──────── SELECTED EXCERPT ────────

Eugene Mirabelli (Gene) had his first novel published fifty years ago. He is the author of eight novels, one novella and a mini-book, certain anonymous pieces, and numerous journal articles and reviews. He didn't know he wrote science fiction until a few years ago when Fantasy & Science Fiction published one of his short stories. His novels are mainstream fiction, often deal with affairs of the heart and should not be left around the house where youngsters might read them. He's received grants for his work, including one from the Rockefeller Foundation.
His books include The Burning Air (Boston: Houghton Mifflin, 1959; London: Hutchinson Ltd., 1960), The Way In (New York: Viking Press, 1968; London: Chatto & Windus, 1969), No Resting Place (New York: Viking Press, 1972; paperback New York: Curtis Books, 1973), The World at Noon (Montreal: Guernica Editions, 1994), The Book of the Milky Way (Third Coast, Winter 1996; nominated for the Pushcart Prize), The Language Nobody Speaks (Delmar: Spring Harbor Press, 1999), The Passion of Terri Heart (Delmar: Spring Harbor Press, 2004), The Queen of the Rain Was in Love with the Prince of the Sky (Delmar: Spring Harbor Press, 2008), the most recent being The Goddess in Love with a Horse (Delmar: Spring Harbor Press, 2008).

──────── PROVIDED MATERIAL ────────

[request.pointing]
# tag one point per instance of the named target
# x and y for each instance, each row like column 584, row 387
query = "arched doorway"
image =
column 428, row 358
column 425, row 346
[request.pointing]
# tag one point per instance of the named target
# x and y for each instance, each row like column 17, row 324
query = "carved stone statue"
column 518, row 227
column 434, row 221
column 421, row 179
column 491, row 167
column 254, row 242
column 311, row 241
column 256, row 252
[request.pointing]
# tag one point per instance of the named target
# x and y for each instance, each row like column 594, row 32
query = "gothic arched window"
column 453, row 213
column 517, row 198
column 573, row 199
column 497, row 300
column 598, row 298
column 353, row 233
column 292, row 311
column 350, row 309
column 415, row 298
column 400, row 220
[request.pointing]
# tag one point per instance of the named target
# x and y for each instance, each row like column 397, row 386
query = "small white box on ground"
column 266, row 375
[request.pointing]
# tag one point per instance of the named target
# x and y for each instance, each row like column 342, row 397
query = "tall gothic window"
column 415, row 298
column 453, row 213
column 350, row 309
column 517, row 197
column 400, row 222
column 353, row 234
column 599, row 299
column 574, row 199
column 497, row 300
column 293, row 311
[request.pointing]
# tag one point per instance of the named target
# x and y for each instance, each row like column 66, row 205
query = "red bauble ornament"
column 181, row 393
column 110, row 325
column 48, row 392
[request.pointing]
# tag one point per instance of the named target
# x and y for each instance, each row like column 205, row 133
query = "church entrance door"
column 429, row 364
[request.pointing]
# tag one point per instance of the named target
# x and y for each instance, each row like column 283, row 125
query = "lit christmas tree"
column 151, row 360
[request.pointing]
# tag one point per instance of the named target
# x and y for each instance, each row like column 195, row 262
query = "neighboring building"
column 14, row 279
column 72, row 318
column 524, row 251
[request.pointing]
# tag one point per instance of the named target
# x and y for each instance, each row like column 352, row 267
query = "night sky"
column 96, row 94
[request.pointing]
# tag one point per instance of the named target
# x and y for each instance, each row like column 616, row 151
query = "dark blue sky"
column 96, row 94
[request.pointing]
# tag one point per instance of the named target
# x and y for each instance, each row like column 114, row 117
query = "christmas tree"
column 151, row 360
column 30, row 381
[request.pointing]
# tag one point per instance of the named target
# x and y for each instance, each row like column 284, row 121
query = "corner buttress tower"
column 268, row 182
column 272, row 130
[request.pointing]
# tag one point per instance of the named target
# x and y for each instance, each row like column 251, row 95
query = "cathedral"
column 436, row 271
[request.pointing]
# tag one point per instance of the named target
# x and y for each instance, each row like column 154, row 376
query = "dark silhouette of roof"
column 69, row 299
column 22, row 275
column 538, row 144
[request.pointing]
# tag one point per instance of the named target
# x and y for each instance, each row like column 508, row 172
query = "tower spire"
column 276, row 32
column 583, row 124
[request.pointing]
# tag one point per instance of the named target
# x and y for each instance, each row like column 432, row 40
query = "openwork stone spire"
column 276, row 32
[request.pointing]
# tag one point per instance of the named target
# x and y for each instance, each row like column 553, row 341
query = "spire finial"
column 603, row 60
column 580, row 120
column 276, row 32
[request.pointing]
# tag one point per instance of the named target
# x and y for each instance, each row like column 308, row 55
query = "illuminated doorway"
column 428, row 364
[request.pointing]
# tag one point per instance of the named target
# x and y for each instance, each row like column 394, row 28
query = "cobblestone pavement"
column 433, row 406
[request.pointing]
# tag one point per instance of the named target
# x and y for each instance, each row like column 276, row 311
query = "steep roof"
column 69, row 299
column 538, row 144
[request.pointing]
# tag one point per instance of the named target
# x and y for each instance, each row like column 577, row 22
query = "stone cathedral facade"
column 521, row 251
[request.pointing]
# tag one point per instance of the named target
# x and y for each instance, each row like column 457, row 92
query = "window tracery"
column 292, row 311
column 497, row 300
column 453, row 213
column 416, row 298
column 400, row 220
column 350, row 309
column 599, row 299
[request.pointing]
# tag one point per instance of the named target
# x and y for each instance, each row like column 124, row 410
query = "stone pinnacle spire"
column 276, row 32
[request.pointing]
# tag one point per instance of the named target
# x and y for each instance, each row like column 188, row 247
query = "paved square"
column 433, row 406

────────

*USING THE INFORMATION*.
[1] Rewrite the passage about Eugene Mirabelli from "His books include" up to and including "Harbor Press, 2008).", changing "paperback" to "softcover".
[2] According to the passage about Eugene Mirabelli, which foundation gave him a grant?
[3] List every book that the passage about Eugene Mirabelli says was published by Spring Harbor Press.

*EXERCISE RESPONSES*.
[1]
His books include The Burning Air (Boston: Houghton Mifflin, 1959; London: Hutchinson Ltd., 1960), The Way In (New York: Viking Press, 1968; London: Chatto & Windus, 1969), No Resting Place (New York: Viking Press, 1972; softcover New York: Curtis Books, 1973), The World at Noon (Montreal: Guernica Editions, 1994), The Book of the Milky Way (Third Coast, Winter 1996; nominated for the Pushcart Prize), The Language Nobody Speaks (Delmar: Spring Harbor Press, 1999), The Passion of Terri Heart (Delmar: Spring Harbor Press, 2004), The Queen of the Rain Was in Love with the Prince of the Sky (Delmar: Spring Harbor Press, 2008), the most recent being The Goddess in Love with a Horse (Delmar: Spring Harbor Press, 2008).

[2] The Rockefeller Foundation.

[3]
The Language Nobody Speaks (1999)
The Passion of Terri Heart (2004)
The Queen of the Rain Was in Love with the Prince of the Sky (2008)
The Goddess in Love with a Horse (2008)